[CHALLENGE]
Give every entry again, unchanged, and leave its images out.

======== PROVIDED DATA

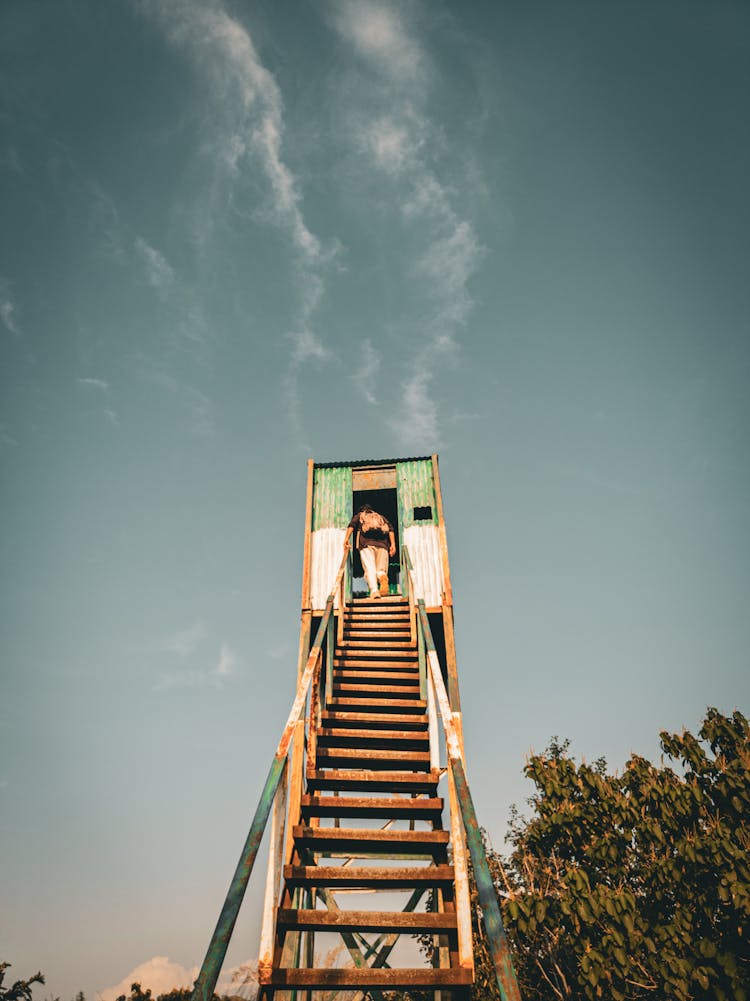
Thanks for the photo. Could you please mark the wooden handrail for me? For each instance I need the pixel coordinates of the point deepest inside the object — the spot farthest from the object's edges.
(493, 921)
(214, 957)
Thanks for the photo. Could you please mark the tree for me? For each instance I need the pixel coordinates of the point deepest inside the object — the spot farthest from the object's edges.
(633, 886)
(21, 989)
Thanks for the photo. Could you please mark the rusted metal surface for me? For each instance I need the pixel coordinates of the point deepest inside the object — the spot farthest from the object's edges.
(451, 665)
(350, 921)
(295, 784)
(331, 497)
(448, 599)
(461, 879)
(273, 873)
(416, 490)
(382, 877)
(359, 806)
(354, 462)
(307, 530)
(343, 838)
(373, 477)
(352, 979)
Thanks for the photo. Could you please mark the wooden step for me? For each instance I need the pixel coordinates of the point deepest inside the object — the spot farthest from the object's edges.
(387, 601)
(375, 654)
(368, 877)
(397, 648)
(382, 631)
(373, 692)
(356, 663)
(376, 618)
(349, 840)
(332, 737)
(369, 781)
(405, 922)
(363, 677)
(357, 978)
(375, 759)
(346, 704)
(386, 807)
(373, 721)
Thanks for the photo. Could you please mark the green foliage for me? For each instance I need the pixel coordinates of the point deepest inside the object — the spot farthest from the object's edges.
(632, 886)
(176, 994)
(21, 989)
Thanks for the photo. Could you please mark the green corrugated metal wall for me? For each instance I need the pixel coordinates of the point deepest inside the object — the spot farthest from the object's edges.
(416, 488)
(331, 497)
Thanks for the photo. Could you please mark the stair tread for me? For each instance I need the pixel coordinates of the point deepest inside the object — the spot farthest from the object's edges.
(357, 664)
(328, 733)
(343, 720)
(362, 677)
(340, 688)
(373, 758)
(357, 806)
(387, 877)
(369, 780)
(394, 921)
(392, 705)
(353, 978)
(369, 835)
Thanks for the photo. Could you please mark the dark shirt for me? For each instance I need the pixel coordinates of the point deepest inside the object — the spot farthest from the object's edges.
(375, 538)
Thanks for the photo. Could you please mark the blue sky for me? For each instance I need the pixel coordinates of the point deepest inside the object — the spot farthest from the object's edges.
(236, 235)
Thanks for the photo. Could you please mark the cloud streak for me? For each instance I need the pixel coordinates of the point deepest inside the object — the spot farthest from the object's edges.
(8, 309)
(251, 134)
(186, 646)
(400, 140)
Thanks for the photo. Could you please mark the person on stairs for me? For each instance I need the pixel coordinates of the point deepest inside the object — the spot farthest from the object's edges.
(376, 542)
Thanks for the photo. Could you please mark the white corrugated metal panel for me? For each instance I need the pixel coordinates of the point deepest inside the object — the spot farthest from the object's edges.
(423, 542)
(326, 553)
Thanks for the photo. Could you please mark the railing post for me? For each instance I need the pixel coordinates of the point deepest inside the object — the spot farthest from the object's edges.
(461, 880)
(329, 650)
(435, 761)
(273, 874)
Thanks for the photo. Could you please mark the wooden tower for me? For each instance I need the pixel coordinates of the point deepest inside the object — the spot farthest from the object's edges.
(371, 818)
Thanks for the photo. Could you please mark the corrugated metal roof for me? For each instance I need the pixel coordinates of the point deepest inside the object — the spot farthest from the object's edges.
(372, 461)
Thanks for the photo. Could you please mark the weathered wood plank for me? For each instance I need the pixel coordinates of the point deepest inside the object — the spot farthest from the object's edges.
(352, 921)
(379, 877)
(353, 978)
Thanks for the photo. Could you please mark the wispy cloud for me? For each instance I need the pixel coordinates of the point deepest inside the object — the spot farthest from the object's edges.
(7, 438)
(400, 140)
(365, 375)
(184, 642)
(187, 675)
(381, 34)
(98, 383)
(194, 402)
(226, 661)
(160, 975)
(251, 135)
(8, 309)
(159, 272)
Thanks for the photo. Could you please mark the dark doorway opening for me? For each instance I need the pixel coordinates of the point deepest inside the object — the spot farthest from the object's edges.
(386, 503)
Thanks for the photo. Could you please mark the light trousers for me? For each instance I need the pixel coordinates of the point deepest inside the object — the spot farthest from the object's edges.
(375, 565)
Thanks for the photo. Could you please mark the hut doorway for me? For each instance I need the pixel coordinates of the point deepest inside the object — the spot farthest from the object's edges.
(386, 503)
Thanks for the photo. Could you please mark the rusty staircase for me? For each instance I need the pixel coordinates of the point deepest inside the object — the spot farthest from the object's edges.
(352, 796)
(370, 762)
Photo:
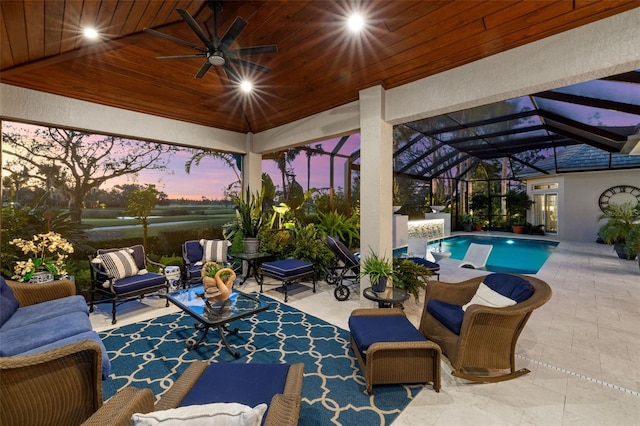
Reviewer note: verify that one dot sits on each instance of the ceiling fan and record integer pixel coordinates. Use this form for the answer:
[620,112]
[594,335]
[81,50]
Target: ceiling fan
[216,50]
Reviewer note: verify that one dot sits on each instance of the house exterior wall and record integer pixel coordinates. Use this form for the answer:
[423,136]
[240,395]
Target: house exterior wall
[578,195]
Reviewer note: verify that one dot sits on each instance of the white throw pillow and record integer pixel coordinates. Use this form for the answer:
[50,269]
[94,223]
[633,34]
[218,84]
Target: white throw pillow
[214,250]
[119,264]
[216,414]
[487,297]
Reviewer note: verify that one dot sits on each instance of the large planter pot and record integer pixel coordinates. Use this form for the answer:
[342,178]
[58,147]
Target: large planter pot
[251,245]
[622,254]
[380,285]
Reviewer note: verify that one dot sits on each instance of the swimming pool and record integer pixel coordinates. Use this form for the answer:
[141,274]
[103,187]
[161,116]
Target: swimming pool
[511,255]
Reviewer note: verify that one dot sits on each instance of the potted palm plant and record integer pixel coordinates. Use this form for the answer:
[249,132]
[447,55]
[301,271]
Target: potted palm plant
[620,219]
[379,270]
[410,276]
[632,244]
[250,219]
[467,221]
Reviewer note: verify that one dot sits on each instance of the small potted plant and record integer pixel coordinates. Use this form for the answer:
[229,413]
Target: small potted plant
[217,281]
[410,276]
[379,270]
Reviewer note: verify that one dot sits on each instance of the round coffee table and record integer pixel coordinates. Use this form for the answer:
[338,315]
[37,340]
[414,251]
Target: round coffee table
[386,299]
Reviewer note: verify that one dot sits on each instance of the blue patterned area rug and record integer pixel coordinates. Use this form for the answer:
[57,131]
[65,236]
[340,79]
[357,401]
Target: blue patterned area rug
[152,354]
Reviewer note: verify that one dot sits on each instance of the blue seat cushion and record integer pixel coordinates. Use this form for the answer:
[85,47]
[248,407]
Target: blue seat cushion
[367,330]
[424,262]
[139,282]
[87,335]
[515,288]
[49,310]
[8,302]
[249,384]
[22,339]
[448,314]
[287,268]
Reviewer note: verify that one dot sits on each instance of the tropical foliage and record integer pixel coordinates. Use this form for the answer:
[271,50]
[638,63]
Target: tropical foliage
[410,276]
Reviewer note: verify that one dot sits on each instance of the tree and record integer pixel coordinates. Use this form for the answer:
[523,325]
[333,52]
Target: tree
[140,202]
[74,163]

================

[EXERCISE ANSWER]
Thanks for the photo. Could you please mark the wooden handrail for me? For each instance I need the pixel coordinates of the point deepest inside the object — the spot farthest from the object's edges.
(493, 921)
(214, 957)
Thanks for the photo. Could you please mark the tree for me? For each instance I need the pixel coordinates of the point deepest inside the object — the spot farthest from the object's edges.
(633, 886)
(21, 989)
Thanks for the photo. Could you please mark the rusted metal surface for me? For each instance I need the pixel coordinates of the point deepest inside the object — the spot farthest from the object's edges.
(451, 665)
(350, 921)
(295, 784)
(331, 497)
(448, 599)
(461, 879)
(273, 873)
(416, 490)
(382, 877)
(359, 806)
(354, 462)
(307, 530)
(343, 838)
(373, 477)
(352, 979)
Thanks for the photo. Could you please mark the wooden step for me? For each instance I need the pixel coordinates of the point deepest inside the object — the spot farthest from the object's edges.
(387, 601)
(375, 654)
(368, 877)
(397, 648)
(382, 631)
(373, 692)
(356, 663)
(376, 618)
(349, 840)
(332, 737)
(369, 781)
(405, 922)
(363, 677)
(357, 978)
(375, 759)
(346, 704)
(386, 807)
(373, 721)
Thanks for the photo. Could you please mark the green foliage for me? For each instance I need the pixel coordinates of the point deepest inside the object — the spot farthest from the object's edges.
(632, 886)
(176, 994)
(21, 989)
Thanks for the photo. Could you please mark the green corrugated metal wall for me? For each instance I need the pixel coordinates of the point deepest inside the object — the spot farthest from the object's edges.
(416, 488)
(331, 497)
Thanks for the photo. Could you please mark the stair tread for me? For each instance I need the pixel coordinates of the point deepest inside the object — the spot farthest from the object's edges.
(357, 664)
(328, 733)
(343, 720)
(362, 677)
(340, 688)
(373, 758)
(357, 806)
(387, 877)
(369, 780)
(394, 921)
(392, 705)
(353, 978)
(369, 835)
Thanks for the photo. Could you please mark the dark shirt for me? For each instance I need the pixel coordinates of the point deepest inside the object — the spot farthest from the object's edges.
(375, 538)
Thanks for the photo. Could you please mark the blue sky for me? For each instance I need the pixel coordinates of the point deepest inside the object — the spot farthest from the object's edges.
(236, 235)
Thanks for the photo. Could you please mark the cloud streak for me? For each instance I need the pixel coordinates of the point deepest inside the object — the spot farthest from the object's edges.
(8, 309)
(251, 134)
(186, 646)
(400, 140)
Thanks for the photo. Could you please mark the person on stairs for me? For each instance I need the pixel coordinates of the point deepest inside the object — the spot farthest from the object's edges.
(376, 542)
Thanks for the photo. Could you please mark the white corrugated metal panel for me? For each instance I need the pixel coordinates of the point deepest inside the object — the spot farthest from the object's edges.
(423, 542)
(326, 553)
Thanks for the photo. Could you please mark the railing post for me? For each instance I need the pixel coordinates of the point deepest inside the object — the spot farthest from the object's edges.
(461, 880)
(329, 650)
(435, 761)
(273, 874)
Thanks for the photo. Could you please mark the wooden tower for me? For each instance I need the pixel coordinates of the point deepest inside the object — the spot farthest from the object's edges.
(371, 818)
Thanks for the photo. Could you please mark the corrugated metal roof for me? For each instance I need the pixel coordinates of the point deepest inside the object — the spot farthest from the object's edges.
(372, 461)
Thanks for the photo. Could you please mark the weathered wood plank for me? For each instance I need the pixel coordinates of the point deepest inside the object — the spot farthest from the object's edges.
(352, 921)
(379, 877)
(353, 978)
Thanks for the photo. Could you please mark the wispy cloud for me? For each instance I need the pixel coordinates of the point deepest inside the object — the spot farthest from the object's edges.
(7, 438)
(400, 140)
(365, 375)
(184, 642)
(187, 675)
(381, 34)
(98, 383)
(194, 402)
(226, 661)
(160, 975)
(251, 135)
(8, 309)
(159, 272)
Thanks for the photo. Could you please mark the dark doorway opening for me? For each instance I need the pixel coordinates of the point deepest inside the object — the spot farthest from the object's edges.
(386, 503)
Thanks for the photo. Could you please mark the light trousers for me? For each instance I need the pixel coordinates of the point deepest inside the object — the spot farthest from the object's edges.
(375, 565)
Thanks for the photo. Could you please mark the hut doorway for me? For each instance I need the pixel coordinates of the point deepest inside the object — the spot farthest from the object's edges.
(386, 503)
Thanks for the photo. Could you please mark the rusty staircase for me? For each instance I need the pixel coordinates of the point deepest inside the object — the spot farthest from the object's edges.
(352, 796)
(370, 762)
Photo:
Reviewer note: verify that one dot sits on each instance of the ceiling fan and record integer pixel coordinates. Use this form for the answer:
[620,112]
[594,335]
[81,50]
Target: ceiling fan
[216,50]
Reviewer note: verify that one dot sits on each instance of the house exterior wall and record integer pixel coordinates. Use this form for the answer:
[423,136]
[240,395]
Target: house exterior wall
[578,195]
Reviewer note: verify that one dot sits on each instance of the white throw pillow and record integer pixel coordinates. Use this form for the answer:
[50,269]
[94,223]
[633,34]
[218,84]
Target: white throw pillow
[214,250]
[119,264]
[216,414]
[487,297]
Reviewer note: verify that one dot sits on each instance of the large planter pot and record integer pixel coordinates. Use this form for the answer:
[342,178]
[58,147]
Target: large planter pot
[251,245]
[622,254]
[380,285]
Reviewer note: verify that one dot sits on each instance of the swimming pool and record integer pixel coordinates. Use this form for the answer:
[141,274]
[103,187]
[161,116]
Target: swimming pool
[511,255]
Reviewer note: verify that one dot sits on each instance of the potted palm plant and record integer pixel coordinates. Use this form for the answer:
[249,132]
[447,55]
[301,271]
Target: potted palm plant
[620,219]
[379,270]
[410,276]
[632,244]
[250,219]
[467,221]
Reviewer note: verify that one dot sits on each instance of the small potted plant and record integer pixel coordinates. Use this form for the answer:
[229,413]
Target: small potted plant
[217,281]
[410,276]
[379,270]
Reviewer note: verify that one dot sits on each instance of the round coffee table and record integer pixel coordinates. Use this form for the answer:
[338,315]
[37,340]
[414,251]
Target: round coffee table
[386,299]
Reviewer note: verify that one dot sits on each instance of the blue patterned area rug and record integer pixel coordinates. Use this form for the answer:
[57,131]
[65,236]
[340,79]
[357,401]
Target: blue patterned area rug
[152,354]
Reviewer note: verify that one dot sits on each instance of the blue seat cushion and record integer pixel coordinates. Use this form for the answer:
[85,47]
[248,407]
Target: blue seat cushion
[367,330]
[424,262]
[139,282]
[87,335]
[515,288]
[49,310]
[8,302]
[249,384]
[22,339]
[448,314]
[287,268]
Reviewer note: verify that one dot sits on each instance of the tropical foliage and record integer pixel coordinates. Use this form for the answer:
[271,50]
[638,63]
Target: tropical foliage
[410,276]
Reviewer note: verify that one dot sits on each instance of the tree and record integer pixel coordinates. Use this form for the answer:
[523,325]
[333,52]
Target: tree
[140,202]
[74,163]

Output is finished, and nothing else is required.